» TEKS YANG DITAMPILKAN:
Beragama
Bukan untuk Bikin Stres
Kalis Mardiasih ; Menyelesaikan
S1 di Pendidikan Bahasa Inggris Universitas Sebelas Maret (UNS); Pernah jadi
santri di Pondok Pesantren Khozinatul Ulum Blora selama 9 tahun; Kini nyantri
tiap Jumat kliwonan; Kolomnis di beberapa media
|
DETIKNEWS, 26 November
2016
Ada seorang teman bercerita, konon katanya, dia punya masalah
dengan mertuanya gara-gara ribut kubu Ahok dan Anti-Ahok. Anggap saja begini:
Ia dan suaminya adalah golongan yang menganggap Ahok tidak menista Alquran,
sedangkan mertuanya adalah kubu yang menuntut kasus mulut comel Ahok diusut
hingga tuntas.

» PERINTAH TUGAS: Apakah setiap pernyataan berikut sesuai dengan teks yang ditampilkan? (a) Kalis Mardiasih pernah menjadi santri di Pondok Pesantren Khozinatul Ulum Blora selama lima tahun. (b) Tulisan ini dimuat di DETIKNEWS pada 26 November 2016. (c) Mertua sang teman termasuk kubu yang menganggap Ahok tidak menista Alquran. Jawab ya atau tidak untuk masing-masing, dan sertakan kata-kata penentunya yang dikutip persis dari teks.

» BAGIAN DATA:
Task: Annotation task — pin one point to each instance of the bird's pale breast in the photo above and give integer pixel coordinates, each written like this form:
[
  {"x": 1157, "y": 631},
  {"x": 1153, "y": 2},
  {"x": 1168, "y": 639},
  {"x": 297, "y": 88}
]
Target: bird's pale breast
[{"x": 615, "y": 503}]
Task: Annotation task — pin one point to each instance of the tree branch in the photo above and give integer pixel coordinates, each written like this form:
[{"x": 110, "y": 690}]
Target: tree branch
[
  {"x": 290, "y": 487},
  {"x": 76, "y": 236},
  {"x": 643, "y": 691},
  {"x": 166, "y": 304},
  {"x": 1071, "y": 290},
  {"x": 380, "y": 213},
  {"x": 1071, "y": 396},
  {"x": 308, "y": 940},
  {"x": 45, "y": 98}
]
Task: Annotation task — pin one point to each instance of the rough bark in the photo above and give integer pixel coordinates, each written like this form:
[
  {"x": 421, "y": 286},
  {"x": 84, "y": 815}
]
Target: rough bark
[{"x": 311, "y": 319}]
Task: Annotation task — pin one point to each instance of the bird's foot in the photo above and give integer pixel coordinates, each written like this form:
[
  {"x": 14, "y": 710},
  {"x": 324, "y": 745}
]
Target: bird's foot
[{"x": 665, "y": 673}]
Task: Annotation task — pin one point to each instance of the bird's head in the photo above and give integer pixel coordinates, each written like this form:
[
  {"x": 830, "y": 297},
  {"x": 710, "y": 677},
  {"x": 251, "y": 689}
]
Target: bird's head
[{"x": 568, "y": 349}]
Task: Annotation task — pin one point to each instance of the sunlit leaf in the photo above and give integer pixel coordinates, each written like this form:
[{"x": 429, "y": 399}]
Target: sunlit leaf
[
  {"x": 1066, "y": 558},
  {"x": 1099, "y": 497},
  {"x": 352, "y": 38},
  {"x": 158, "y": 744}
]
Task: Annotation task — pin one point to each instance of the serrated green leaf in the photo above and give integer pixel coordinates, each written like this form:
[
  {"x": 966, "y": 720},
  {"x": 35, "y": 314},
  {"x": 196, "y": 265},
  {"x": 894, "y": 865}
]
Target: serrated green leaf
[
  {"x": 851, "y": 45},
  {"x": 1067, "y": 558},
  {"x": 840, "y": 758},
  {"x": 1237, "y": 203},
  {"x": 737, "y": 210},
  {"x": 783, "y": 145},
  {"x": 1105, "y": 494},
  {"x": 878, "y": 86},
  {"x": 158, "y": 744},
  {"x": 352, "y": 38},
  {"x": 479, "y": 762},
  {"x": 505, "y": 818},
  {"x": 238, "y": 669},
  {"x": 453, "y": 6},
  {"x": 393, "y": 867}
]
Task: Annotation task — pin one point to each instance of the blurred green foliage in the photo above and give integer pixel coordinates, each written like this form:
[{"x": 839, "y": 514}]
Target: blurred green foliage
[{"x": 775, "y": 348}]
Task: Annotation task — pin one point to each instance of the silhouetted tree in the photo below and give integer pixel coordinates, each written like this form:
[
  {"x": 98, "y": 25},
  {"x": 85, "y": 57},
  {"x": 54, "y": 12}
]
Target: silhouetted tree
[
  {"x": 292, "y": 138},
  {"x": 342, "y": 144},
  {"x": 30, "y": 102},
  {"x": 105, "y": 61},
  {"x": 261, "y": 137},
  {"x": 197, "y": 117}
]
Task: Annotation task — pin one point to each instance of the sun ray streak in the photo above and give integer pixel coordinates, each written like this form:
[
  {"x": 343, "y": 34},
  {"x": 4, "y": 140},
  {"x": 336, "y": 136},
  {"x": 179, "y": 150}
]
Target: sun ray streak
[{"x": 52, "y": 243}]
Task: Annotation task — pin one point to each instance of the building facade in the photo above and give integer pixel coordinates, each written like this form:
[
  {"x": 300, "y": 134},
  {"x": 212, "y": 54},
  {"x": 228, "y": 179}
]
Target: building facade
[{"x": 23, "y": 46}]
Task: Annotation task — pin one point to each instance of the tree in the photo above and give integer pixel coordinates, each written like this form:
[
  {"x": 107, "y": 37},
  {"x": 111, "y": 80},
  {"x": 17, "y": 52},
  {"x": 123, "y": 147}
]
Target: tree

» JAWABAN LATIHAN:
(a) Tidak: "selama 9 tahun"
(b) Ya: "DETIKNEWS, 26 November 2016"
(c) Tidak: "sedangkan mertuanya adalah kubu yang menuntut kasus mulut comel Ahok diusut hingga tuntas"